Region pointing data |
———

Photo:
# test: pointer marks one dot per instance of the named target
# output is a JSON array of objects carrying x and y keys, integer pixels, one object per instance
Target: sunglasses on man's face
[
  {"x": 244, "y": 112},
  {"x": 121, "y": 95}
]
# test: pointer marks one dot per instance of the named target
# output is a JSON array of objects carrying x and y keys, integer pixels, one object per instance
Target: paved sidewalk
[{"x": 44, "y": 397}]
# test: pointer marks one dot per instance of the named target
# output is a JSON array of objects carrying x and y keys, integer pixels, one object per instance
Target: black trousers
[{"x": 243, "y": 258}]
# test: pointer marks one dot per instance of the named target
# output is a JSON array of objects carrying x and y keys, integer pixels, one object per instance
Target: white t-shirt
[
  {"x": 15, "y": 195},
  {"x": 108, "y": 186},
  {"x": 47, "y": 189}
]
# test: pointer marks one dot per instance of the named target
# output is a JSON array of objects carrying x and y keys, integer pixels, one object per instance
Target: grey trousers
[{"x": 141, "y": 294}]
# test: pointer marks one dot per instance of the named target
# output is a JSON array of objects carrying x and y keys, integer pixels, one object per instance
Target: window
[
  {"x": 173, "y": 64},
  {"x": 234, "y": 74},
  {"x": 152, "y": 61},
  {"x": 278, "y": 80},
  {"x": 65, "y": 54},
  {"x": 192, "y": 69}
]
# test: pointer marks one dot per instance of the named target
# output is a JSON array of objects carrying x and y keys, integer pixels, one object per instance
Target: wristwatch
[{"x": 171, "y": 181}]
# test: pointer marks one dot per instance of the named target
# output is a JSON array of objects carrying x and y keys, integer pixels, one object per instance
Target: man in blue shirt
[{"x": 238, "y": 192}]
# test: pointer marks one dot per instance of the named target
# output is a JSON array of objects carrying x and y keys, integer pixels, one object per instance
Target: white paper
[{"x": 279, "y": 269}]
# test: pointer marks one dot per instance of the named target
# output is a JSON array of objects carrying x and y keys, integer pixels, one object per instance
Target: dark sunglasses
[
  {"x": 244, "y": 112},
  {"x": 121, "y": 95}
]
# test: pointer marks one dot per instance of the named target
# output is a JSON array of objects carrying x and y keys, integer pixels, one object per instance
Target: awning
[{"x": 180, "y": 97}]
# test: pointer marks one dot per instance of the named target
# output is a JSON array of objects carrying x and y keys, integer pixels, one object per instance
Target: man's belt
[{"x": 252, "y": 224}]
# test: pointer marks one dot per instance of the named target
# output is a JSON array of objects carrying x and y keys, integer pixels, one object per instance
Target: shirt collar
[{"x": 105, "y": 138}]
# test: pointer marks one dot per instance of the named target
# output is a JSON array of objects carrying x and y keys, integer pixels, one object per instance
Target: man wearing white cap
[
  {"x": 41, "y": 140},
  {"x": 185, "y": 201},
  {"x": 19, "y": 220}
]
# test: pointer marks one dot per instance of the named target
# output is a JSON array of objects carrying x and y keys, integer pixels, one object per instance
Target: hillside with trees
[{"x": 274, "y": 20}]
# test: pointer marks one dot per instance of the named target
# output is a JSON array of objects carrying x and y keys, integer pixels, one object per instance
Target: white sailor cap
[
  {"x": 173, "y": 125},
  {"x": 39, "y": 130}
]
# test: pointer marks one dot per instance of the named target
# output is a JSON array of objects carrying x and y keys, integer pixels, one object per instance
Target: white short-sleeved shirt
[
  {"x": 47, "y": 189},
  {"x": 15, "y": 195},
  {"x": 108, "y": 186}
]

———

EXERCISE REQUIREMENTS | Reproduce the data shown above in its entirety, keeping each word as it is.

RESPONSE TO THE TASK |
Photo:
# test: pointer marks one dot per instance of the named target
# output is a JSON array of objects carrying x and y keys, integer pixels, one object per instance
Target: sunglasses on man's face
[
  {"x": 244, "y": 112},
  {"x": 121, "y": 95}
]
# test: pointer marks one dot per instance of the named target
# output is a JSON array of objects carrying x and y keys, integer pixels, one object per instance
Target: paved sidewalk
[{"x": 44, "y": 397}]
# test: pointer marks one dot per instance of the named target
# output is a JSON array of objects carrying x and y keys, integer pixels, one object per instance
Target: black trousers
[{"x": 243, "y": 258}]
# test: pointer marks one dot per instance of the named target
# output is a JSON array of objects carrying x and y keys, integer pixels, one object per instance
Target: white t-shirt
[
  {"x": 15, "y": 195},
  {"x": 108, "y": 186},
  {"x": 47, "y": 189}
]
# test: pointer marks one dot per instance of the named target
# output is a JSON array of objects carrying x and y keys, integer pixels, one object per instance
Target: grey trousers
[{"x": 141, "y": 294}]
# test: pointer marks one dot per instance of the named target
# output is a JSON array of objects carrying x and y keys, integer pixels, one object per instance
Target: window
[
  {"x": 173, "y": 64},
  {"x": 234, "y": 74},
  {"x": 152, "y": 61},
  {"x": 278, "y": 80},
  {"x": 65, "y": 54},
  {"x": 192, "y": 69}
]
# test: pointer marks one dot per instance of the named target
# output is a JSON array of objects carrying x and y keys, integer pixels, one object per instance
Target: wristwatch
[{"x": 171, "y": 181}]
# test: pointer marks one dot per instance of the named target
# output is a JSON array of objects carrying x and y keys, integer pixels, one object per instance
Target: man in blue shirt
[{"x": 238, "y": 192}]
# test: pointer marks one dot per instance of the named target
# output is a JSON array of objects carrying x and y keys, integer pixels, one object per instance
Target: white paper
[{"x": 279, "y": 269}]
# test: pointer marks one dot per instance of the named target
# output is a JSON array of objects carrying x and y keys, integer pixels, one object per instance
Target: dark sunglasses
[
  {"x": 244, "y": 112},
  {"x": 121, "y": 95}
]
# test: pointer marks one dot per instance of the named target
# output is a JSON array of objects carrying x and y keys, integer pixels, one object per instance
Target: awning
[{"x": 180, "y": 97}]
# test: pointer marks one dot per instance of the named target
# output is a JSON array of objects carrying x and y keys, integer pixels, one object per instance
Target: man's belt
[{"x": 252, "y": 224}]
# test: pointer marks one dot per instance of the named target
# output is a JSON array of objects carrying x and y keys, integer pixels, one object per instance
Target: shirt collar
[{"x": 105, "y": 138}]
# test: pointer marks one dot per instance of the named target
# output is a JSON array of objects carrying x and y keys, integer pixels, one object per instance
Target: man wearing white cap
[
  {"x": 41, "y": 140},
  {"x": 185, "y": 201},
  {"x": 19, "y": 220}
]
# test: pointer marks one dot per instance of the named target
# output is a JSON array of objects carrying x and y keys, integer pixels, one object per instance
Target: hillside with trees
[{"x": 274, "y": 20}]
# test: pointer marks one dot per instance of the named target
# output is a JSON array of objects carrying x and y keys, integer pixels, one object per instance
Target: white sailor cap
[
  {"x": 173, "y": 125},
  {"x": 39, "y": 130}
]
# test: pointer marks one dot per instance of the named target
# output is a JSON array of objects carrying x and y keys, integer pixels, one object per instance
Target: white short-sleeved shirt
[
  {"x": 47, "y": 189},
  {"x": 15, "y": 195},
  {"x": 108, "y": 186}
]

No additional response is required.